• _Text to read_
-- START --
The weather cleared later in the day.  We camped in a proper campground for the first time since Inuvik, a rather nice Forest Service site on Summit Lake, just north of Prince George.

Monday 23rd August
I took a morning run on the roads around the lake, and found that this was indeed an active logging area, with laden logging trucks hurtling downhill and enveloping me in dust.  I didn’t run very well as I seemed to be the latest victim of the cold.

We crossed the Nechako River into Prince George, “the northern capital of BC”, and quickly we were also crossing the Fraser River, which turns south here and heads towards Vancouver.  We followed the Fraser to Quesnel, which always looks beautiful, its streets a mass of flowers, and smells awful on account of its pulp mills.  The country started to get drier here as we continued south to Williams Lake, the junction that leads to Anahim Lake where we camped back in 1999.  We were stuck just outside town for a couple of hours as a lumber truck had flipped and dropped its cargo of 2 by 10s all over the road.  As a result it was almost dark when we pulled in to Lake La Hache and started looking for a campsite.  After a couple of false starts and some dodging of cows, we found Greeny Lake, another Forest Service campground.  This is on a typical BC lake, with cold green water surrounded by spruce and pines, and populated by a family of noisy loons.
-- END --
• _Given exercise_
Quote the whole travel diary entry above word for word. The records that follow have no connection to the travel diary entry.

• _Data extract_
-- START --
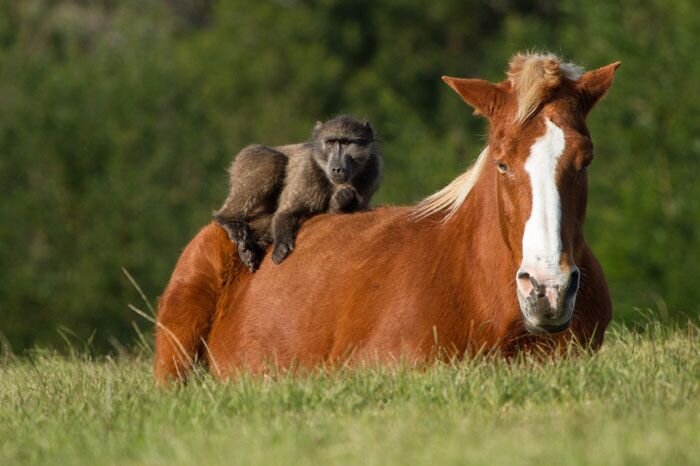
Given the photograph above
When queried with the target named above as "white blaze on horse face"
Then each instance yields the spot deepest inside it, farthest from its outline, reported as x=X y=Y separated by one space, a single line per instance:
x=542 y=246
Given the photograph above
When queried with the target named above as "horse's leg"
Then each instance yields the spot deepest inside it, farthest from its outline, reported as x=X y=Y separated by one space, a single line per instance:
x=186 y=309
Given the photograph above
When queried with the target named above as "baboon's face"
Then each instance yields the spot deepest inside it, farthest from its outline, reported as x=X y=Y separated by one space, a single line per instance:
x=346 y=146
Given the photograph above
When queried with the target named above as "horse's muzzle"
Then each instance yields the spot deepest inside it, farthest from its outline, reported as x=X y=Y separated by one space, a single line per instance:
x=547 y=306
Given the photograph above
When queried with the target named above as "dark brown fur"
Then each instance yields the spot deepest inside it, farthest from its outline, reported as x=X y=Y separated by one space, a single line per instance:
x=273 y=189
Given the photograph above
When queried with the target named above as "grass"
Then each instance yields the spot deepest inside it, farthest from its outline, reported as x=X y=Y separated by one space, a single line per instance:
x=637 y=401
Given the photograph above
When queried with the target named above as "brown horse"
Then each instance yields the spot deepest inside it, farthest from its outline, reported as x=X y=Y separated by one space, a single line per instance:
x=494 y=261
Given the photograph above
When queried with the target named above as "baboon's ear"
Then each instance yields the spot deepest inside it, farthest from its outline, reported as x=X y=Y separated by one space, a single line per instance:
x=368 y=127
x=486 y=97
x=317 y=129
x=593 y=85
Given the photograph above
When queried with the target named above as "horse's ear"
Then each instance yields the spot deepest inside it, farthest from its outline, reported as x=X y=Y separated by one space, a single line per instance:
x=484 y=96
x=593 y=85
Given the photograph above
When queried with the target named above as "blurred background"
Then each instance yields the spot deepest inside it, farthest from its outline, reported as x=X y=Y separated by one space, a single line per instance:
x=118 y=120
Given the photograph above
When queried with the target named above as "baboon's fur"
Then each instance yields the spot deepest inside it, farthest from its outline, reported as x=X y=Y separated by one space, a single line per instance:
x=273 y=189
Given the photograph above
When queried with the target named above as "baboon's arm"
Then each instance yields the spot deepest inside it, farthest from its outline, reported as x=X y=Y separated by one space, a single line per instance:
x=306 y=192
x=367 y=182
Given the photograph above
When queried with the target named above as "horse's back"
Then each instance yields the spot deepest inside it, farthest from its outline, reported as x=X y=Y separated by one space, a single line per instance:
x=325 y=300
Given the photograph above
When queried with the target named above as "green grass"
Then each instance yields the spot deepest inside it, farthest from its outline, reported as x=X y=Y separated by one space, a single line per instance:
x=637 y=401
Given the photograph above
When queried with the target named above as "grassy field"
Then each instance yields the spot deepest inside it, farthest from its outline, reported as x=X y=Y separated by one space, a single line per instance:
x=635 y=402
-- END --
• _The completed task_
The weather cleared later in the day.  We camped in a proper campground for the first time since Inuvik, a rather nice Forest Service site on Summit Lake, just north of Prince George.

Monday 23rd August
I took a morning run on the roads around the lake, and found that this was indeed an active logging area, with laden logging trucks hurtling downhill and enveloping me in dust.  I didn’t run very well as I seemed to be the latest victim of the cold.

We crossed the Nechako River into Prince George, “the northern capital of BC”, and quickly we were also crossing the Fraser River, which turns south here and heads towards Vancouver.  We followed the Fraser to Quesnel, which always looks beautiful, its streets a mass of flowers, and smells awful on account of its pulp mills.  The country started to get drier here as we continued south to Williams Lake, the junction that leads to Anahim Lake where we camped back in 1999.  We were stuck just outside town for a couple of hours as a lumber truck had flipped and dropped its cargo of 2 by 10s all over the road.  As a result it was almost dark when we pulled in to Lake La Hache and started looking for a campsite.  After a couple of false starts and some dodging of cows, we found Greeny Lake, another Forest Service campground.  This is on a typical BC lake, with cold green water surrounded by spruce and pines, and populated by a family of noisy loons.